Activity
Whatever appears in the records, write it out again exactly.

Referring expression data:
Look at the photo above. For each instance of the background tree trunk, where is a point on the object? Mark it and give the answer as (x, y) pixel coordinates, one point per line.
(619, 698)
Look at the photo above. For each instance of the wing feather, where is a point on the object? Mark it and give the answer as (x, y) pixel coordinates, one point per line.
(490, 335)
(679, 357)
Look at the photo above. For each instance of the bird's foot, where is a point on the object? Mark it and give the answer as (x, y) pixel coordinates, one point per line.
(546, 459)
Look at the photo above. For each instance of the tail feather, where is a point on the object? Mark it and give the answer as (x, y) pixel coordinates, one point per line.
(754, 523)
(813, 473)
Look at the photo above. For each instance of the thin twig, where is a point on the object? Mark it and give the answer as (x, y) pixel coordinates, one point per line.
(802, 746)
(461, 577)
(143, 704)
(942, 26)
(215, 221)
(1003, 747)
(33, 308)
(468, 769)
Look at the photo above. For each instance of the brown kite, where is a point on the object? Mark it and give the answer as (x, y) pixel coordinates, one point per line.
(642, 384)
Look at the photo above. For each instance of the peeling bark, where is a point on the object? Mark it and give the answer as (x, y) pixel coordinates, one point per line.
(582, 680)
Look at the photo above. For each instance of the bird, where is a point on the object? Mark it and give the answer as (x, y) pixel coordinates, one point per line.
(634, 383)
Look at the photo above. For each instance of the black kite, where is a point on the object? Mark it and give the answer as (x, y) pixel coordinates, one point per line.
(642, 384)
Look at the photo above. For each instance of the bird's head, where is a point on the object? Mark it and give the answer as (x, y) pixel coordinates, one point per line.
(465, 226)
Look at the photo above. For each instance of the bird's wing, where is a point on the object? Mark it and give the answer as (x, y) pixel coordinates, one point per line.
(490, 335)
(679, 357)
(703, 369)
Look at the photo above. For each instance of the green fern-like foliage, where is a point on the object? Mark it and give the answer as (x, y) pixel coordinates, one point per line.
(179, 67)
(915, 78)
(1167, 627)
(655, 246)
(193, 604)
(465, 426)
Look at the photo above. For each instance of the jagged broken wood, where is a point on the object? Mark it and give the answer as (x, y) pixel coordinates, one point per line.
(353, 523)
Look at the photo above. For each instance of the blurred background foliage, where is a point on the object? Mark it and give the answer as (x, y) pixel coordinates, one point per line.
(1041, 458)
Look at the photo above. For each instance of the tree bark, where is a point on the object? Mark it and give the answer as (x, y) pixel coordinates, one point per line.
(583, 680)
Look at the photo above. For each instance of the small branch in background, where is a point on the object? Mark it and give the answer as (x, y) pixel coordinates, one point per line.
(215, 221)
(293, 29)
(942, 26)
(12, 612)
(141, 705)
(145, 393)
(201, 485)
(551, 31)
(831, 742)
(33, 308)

Output
Look at the photo above. For each instance of the background tree trunk, where is a point on the object? Mark it and give the answer as (x, y) pixel coordinates, one point per line.
(619, 698)
Look at the photo above. For each instance of the wing feather, where is a point on the object? Mark it and give the answer as (x, y) pixel coordinates, one point per line.
(490, 335)
(679, 357)
Look at the photo above. For each instance of the bird's foot, where is a point on the object? Mark it and give the answer as (x, y) pixel coordinates, one point per line.
(546, 459)
Look at the photo above. For each instance of the tail feather, where is a point on the object? Mark it and give the answer as (x, y) pixel coordinates, one point per line.
(754, 523)
(813, 473)
Look at the photo above. For each instance of the thin twig, where is a point on the object? Mark it and give the answer as (x, y) pixel coordinates, one point per line.
(802, 746)
(461, 577)
(143, 704)
(942, 26)
(215, 221)
(1003, 747)
(33, 308)
(468, 769)
Look at the photo above. For each instance of the brown kite, where is a point on the object? Mark it and give the answer as (x, y) pixel coordinates, one point per line.
(642, 384)
Look at the photo above. For each instance of the peeling bark, where is a point on the object? Mark it and give the answer as (x, y) pixel coordinates, one point per line.
(582, 680)
Look at the photo above. For each instance of the bird, where is a point on the object? Mark it and give the answer as (x, y) pixel coordinates, one point per line.
(634, 383)
Look at the photo above. For each instance of the black kite, where is a point on the object? Mark it and give the answer as (x, y) pixel coordinates, one point per line.
(642, 384)
Look at the photo above. For each instance of the bird's head, where is a point on the object? Mark it and give the answer as (x, y) pixel coordinates, one point per line.
(465, 226)
Look at the photo above. For each instance of the bird's wing, where is a point on the object? Mark it and give the answer as (x, y) pixel coordinates, one point per line.
(490, 335)
(679, 357)
(703, 369)
Look at the photo above. For each instance of the green fern-like foliage, where is a point on the object? Mark it and give the answer as (x, y) pixel coordinates, one point per line.
(179, 67)
(915, 78)
(1167, 627)
(655, 246)
(193, 604)
(465, 426)
Look at the photo above. For each instance of the jagged broken wood, where is a point on the object? Mark it and give the answer as (x, y) pixel coordinates, one point per line.
(353, 523)
Look at the photo above. For each instance of the blurred background foliage, where is a point on the object? Mark it and give the answer as (x, y) pixel coordinates, one point per line.
(1041, 458)
Look at the photo above. For each instance of the tree bark, where is a point on the object? Mark it and give the answer as (x, y) pixel coordinates, one point per line.
(583, 680)
Look at the photo above. For each instance of the small branch in background, where is a point on the object? Mark it and give the answer as (x, y) pixel coordinates, one point per line.
(215, 221)
(293, 29)
(942, 26)
(12, 612)
(141, 705)
(145, 393)
(201, 485)
(551, 31)
(831, 742)
(33, 308)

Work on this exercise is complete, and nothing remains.